Not this again…

Dear lord.

Apparently another “viral math problem” is on the loose. Let’s see…

Oh no…

The reason I dread it is because there was one from the year before that is basically identical aside from the numbers:

Ugh… why do I hate these types of “problems”? They’re purposefully ambiguous to effectively divide the internet, pun intended. Wait… there’s a pun in saying that? Yes. The division symbol is the cause. Like, THE cause.

Let’s get into the math behind it. To start, everyone generally will immediately yell, “It’s easy, guys. Just use PEMDAS! It’s so easy, bro…” Well… sure, although GEMDAS is a better way of dictating order, and even then, there’s still deception in how the order is posed. But how does PEMDAS/GEMDAS work?
-G for Grouping Symbols (Like parentheses, brackets)
-E for Exponents
-M for Multiplication
-D for Division
-A for Addition
-S for Subtraction
Grouping Symbols are first, then Exponents. But here’s the tricky part: Multiplication and Division are interchangeable, as are Addition and Subtraction, meaning the operations from that point go left to right. For example, if given 6 / 2 x 3, the division goes first, then multiplication, meaning the expression evaluates to 9.

The reason why these operations are considered interchangeable is that they are inverse operations. I even remember talking about this with high school seniors once. So, for example, why does, for example 4 – 5 + 3, evaluate to 2 and not -4? Well, the -5 is actually a + (-5). Thus, 4 – 5 + 3 is equal to a 4 + (-5) + 3, thus, no matter which addition operation is performed first (as addition is associative), the expression will evaluate to 2. So on the earlier example with the multiplication and division, what’s really happening is that /2 is really x0.5, thus making it 6 x 0.5 x 3, which always evaluates to 9 (as just like addition, multiplication is associative because multiplication is “repeated addition”).

The choice for that multiplication/division example is because they match the numbers from the “viral” problem. Based on the presentation, any operation in the grouping symbols get performed first, so 1+2=3. Alright, seems simple enough. But here’s where it’s hairy: do we go multiplication first or division first? Well, based on what we’ve done so far, it seems like we have 6 / 2 x 3, which we’ve concluded is 9. Alright, there’s answer! It’s 9…

…well, not so fast. There’s a strong contention from some people that the answer is really 1. This largely comes from doing multiplication first, then the division: 2×3=6, then 6/6=1. Now I know what you might be thinking: we just concluded that it’s 9 from before! Multiplication and Division goes left to right! Well, yes, but if we look at the original expression, we have a 2 right next to the left parenthesis. Generally, we imply this to mean multiplication. Oh, so distribute? Well that will lead to a 1. But wait… do we really want to do that first? It almost seems like it is because of how the 2 is paired with the left parenthesis. But if that REALLY was to be the case, another pair of grouping symbols SHOULD have been placed around that entire “block” (which would then exclude the division symbol and 6).

## Given data:
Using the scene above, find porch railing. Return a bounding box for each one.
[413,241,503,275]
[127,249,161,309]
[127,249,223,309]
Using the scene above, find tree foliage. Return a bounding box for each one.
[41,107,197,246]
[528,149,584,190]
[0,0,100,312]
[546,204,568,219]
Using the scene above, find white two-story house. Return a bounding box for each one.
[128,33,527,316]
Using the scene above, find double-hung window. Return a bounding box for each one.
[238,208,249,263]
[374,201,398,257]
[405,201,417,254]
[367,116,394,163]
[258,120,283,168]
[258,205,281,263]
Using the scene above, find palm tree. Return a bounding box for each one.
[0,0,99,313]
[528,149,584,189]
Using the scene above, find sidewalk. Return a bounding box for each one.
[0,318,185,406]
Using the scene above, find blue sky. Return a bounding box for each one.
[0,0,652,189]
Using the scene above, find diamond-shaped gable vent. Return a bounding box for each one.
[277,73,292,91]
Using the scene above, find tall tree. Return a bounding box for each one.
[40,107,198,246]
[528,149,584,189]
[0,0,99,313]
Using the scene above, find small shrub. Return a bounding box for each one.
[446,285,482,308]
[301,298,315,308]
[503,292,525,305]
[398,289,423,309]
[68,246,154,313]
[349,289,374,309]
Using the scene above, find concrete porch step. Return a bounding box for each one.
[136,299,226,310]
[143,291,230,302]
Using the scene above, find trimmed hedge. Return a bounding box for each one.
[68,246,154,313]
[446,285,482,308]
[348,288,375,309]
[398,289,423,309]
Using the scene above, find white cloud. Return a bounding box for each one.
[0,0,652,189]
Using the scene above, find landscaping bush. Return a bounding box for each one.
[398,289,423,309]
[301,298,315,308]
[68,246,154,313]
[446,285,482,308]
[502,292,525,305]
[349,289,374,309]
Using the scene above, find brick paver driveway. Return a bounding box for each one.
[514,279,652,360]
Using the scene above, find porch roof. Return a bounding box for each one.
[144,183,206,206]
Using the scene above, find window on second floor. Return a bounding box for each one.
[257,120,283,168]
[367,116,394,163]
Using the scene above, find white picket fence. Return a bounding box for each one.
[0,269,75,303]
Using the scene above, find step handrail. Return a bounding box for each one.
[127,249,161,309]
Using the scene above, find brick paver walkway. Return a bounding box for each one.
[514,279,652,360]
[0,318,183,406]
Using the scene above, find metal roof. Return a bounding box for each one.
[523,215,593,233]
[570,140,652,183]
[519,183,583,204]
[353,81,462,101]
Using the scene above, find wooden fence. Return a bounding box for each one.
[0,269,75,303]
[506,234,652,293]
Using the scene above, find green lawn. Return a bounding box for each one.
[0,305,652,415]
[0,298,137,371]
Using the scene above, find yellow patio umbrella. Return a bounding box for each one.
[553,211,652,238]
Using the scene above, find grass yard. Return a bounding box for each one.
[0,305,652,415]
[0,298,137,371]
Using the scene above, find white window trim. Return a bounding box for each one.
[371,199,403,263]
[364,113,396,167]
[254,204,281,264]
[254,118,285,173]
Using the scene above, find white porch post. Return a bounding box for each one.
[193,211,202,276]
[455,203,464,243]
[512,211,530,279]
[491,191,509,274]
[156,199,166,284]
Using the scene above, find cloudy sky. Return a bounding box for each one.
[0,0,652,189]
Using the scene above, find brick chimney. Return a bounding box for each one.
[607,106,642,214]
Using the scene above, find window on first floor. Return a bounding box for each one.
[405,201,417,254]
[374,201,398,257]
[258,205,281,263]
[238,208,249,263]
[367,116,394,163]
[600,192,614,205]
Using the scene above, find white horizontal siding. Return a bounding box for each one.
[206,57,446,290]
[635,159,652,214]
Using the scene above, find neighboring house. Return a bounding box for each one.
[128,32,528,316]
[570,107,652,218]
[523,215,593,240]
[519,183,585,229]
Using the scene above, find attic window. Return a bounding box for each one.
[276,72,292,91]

## Activities:
- 1) Translate this sentence from the post on the viral math problem into Spanish: "The reason why these operations are considered interchangeable is that they are inverse operations."
- 2) Carry on the post about the viral math problem, picking up right after its final sentence.

## Responses to the exercise:
- 1) La razón por la que estas operaciones se consideran intercambiables es que son operaciones inversas.

- 2)
One other major complaint for this is the use of the division symbol: if anyone can recall anything about that symbol, it’s that we usually stop seeing it by the time we start 6th grade, and if not by then, by whenever we start Pre-Algebra (which usually falls in 7th grade). Because by that point, what do we start using? Fraction bars. Yea, those dreaded fractions. With a fraction bar, the problem gets eased because it becomes CRYSTAL CLEAR what has to happen first. For example, with this:

We know that the expression in the numerator gets evaluated first, so here, it can only evaluate to 9. If the (1+2) were to be in the denominator, however, we’d instead evaluate to 1.

One brief note on the URL in the caption: it’s from 2017. This problem has popped up before. And I can’t leave the URL in full here because it has NSFW language, which I will keep off this website. Nonetheless, worth a read (although it tries to enforce the 9 answer which I think betrays the moral of the problem, which is to not care about these types of problems).

OK. So knowledge of mathematics by hand seems to be ambiguous. What about a calculator? That should end the debate, right? Well… even there it’s ambiguous. Wait… what? A TI-84 CE will spit out a 9. A Casio fx-115MS will spit out a 1. So even calculators can’t seem to agree.

So what have we learned? Problems like these are needless. They only serve to trip people up, stir up arguments, and lead to a whole lot of nonsense.